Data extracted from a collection
'''
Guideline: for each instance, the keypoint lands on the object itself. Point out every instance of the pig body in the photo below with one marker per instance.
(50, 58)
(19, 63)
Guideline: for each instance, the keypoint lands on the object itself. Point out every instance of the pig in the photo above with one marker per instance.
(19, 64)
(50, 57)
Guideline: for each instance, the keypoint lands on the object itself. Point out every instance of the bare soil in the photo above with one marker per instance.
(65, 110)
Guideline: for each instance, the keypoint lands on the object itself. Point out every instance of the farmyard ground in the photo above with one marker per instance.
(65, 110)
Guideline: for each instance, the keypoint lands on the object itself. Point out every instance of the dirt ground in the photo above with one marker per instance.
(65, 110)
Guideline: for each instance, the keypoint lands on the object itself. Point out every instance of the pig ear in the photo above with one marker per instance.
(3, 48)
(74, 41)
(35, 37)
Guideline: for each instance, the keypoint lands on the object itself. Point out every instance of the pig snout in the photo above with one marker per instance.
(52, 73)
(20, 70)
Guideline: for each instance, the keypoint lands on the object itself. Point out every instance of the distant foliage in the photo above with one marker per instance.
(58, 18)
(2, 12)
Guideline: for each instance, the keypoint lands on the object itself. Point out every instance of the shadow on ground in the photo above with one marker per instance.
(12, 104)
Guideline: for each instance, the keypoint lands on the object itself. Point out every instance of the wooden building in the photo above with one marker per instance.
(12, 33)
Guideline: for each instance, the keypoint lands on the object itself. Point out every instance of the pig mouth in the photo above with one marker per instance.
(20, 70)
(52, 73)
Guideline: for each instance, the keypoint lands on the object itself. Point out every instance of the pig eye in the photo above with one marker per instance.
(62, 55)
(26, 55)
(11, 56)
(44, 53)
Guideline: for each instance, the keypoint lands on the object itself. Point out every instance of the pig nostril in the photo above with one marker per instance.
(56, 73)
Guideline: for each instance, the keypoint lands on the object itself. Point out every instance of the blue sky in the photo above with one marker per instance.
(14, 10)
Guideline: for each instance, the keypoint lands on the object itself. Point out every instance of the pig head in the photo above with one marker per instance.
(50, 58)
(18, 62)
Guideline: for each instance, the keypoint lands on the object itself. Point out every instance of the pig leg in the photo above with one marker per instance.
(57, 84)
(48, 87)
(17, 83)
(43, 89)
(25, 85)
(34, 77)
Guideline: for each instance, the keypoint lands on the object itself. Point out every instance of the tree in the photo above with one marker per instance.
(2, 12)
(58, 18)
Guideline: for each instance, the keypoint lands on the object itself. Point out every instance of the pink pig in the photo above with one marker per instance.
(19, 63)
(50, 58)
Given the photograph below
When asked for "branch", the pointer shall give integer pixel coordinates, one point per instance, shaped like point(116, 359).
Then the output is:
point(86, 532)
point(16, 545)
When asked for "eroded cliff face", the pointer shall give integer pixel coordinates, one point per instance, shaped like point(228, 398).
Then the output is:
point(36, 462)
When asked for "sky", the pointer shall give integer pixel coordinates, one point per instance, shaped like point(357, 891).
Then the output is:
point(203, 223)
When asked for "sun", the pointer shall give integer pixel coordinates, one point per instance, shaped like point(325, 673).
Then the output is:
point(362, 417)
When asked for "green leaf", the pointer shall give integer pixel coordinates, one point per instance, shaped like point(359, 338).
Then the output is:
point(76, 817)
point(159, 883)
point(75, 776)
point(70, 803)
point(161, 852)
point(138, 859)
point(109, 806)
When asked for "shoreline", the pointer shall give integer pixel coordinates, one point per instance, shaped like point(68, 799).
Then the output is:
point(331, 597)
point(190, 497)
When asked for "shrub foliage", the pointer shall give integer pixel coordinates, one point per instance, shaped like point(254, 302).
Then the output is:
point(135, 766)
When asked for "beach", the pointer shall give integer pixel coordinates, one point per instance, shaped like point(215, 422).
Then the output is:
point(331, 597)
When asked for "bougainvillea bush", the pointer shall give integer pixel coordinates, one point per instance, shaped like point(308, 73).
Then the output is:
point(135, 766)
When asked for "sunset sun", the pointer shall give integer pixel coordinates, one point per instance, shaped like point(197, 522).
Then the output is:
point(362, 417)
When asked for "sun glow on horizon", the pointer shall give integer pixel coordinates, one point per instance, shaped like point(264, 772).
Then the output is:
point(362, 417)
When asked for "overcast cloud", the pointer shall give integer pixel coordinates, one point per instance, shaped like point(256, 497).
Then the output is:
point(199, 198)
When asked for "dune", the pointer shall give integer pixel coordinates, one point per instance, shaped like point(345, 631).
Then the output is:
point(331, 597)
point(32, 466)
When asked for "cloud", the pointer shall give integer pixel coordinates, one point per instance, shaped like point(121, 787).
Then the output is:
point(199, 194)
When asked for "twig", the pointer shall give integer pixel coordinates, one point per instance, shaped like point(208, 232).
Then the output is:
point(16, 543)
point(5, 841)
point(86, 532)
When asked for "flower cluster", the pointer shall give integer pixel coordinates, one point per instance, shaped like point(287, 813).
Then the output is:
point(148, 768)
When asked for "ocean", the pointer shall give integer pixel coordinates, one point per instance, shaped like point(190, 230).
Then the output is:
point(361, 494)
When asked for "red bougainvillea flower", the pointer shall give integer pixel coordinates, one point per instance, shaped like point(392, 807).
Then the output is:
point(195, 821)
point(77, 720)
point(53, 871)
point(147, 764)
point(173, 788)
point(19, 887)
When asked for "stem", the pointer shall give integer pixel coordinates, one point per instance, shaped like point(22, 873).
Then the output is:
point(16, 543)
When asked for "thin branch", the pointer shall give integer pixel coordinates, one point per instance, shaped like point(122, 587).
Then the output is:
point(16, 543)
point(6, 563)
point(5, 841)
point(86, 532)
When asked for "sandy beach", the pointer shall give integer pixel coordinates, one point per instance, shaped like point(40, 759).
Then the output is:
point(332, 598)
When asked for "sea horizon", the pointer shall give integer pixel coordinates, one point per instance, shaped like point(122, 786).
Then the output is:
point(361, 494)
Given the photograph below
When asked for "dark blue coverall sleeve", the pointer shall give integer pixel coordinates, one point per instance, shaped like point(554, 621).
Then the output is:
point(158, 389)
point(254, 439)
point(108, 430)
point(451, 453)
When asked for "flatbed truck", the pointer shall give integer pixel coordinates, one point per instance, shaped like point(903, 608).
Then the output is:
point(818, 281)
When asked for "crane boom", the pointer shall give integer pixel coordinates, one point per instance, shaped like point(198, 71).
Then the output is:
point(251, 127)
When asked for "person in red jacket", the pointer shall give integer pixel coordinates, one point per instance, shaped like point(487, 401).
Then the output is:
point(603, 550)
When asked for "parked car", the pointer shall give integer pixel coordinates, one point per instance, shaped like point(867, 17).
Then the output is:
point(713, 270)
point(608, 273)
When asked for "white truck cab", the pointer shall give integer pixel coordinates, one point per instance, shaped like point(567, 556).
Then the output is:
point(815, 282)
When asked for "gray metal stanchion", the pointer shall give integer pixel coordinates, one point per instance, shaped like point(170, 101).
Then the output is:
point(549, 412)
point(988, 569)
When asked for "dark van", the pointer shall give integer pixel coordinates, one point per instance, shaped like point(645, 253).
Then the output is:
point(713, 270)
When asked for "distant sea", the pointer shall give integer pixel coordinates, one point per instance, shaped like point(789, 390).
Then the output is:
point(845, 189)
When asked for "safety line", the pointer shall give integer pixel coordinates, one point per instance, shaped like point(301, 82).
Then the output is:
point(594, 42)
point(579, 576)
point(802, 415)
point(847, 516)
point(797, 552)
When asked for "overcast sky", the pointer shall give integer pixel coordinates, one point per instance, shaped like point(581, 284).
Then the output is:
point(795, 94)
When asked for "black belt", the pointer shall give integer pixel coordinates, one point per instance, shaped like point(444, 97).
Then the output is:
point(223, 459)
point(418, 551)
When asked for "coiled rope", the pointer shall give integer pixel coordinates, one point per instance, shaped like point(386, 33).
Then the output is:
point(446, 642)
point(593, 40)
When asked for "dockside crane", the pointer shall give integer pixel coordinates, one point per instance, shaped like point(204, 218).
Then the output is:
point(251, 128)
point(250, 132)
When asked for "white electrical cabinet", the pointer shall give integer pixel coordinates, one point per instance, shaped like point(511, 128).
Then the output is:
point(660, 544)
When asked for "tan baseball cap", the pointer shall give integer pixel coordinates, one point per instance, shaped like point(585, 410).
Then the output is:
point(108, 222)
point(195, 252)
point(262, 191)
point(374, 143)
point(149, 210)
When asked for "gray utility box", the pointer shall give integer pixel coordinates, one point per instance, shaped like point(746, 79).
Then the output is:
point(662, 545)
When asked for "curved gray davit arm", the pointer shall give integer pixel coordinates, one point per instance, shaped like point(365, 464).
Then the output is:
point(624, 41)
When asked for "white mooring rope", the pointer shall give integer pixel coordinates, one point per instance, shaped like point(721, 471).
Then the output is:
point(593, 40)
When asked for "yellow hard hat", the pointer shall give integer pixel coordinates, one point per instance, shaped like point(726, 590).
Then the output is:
'''
▶ **EXERCISE INSTRUCTIONS**
Copy every line where the word "overcast" is present in the entries above.

▶ **EXPECTED ANSWER**
When asked for "overcast cloud", the pointer shall give integer pixel coordinates, one point per instance, shaped like point(256, 497).
When asked for "overcast sky", the pointer shall give integer pixel coordinates, one point per instance, shaped like point(581, 284).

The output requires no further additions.